Requirements >> Swap every "find_all" in the data below for "detect_all", and reproduce all other lines unchanged.

Excerpts of bounding box data:

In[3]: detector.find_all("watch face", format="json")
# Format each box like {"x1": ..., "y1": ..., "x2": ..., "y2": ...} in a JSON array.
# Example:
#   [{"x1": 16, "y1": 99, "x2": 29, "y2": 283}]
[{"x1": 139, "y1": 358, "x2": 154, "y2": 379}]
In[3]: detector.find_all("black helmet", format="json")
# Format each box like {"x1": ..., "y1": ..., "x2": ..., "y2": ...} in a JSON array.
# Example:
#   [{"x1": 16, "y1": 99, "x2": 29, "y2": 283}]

Final result >>
In[3]: detector.detect_all("watch face", format="json")
# Format each box like {"x1": ..., "y1": ..., "x2": ..., "y2": ...} in a JSON array.
# Example:
#   [{"x1": 16, "y1": 99, "x2": 29, "y2": 283}]
[{"x1": 139, "y1": 358, "x2": 154, "y2": 379}]
In[3]: detector.detect_all("black helmet", format="json")
# Format each box like {"x1": ..., "y1": ..., "x2": ..., "y2": ...} in a JSON array.
# Example:
#   [{"x1": 16, "y1": 99, "x2": 29, "y2": 283}]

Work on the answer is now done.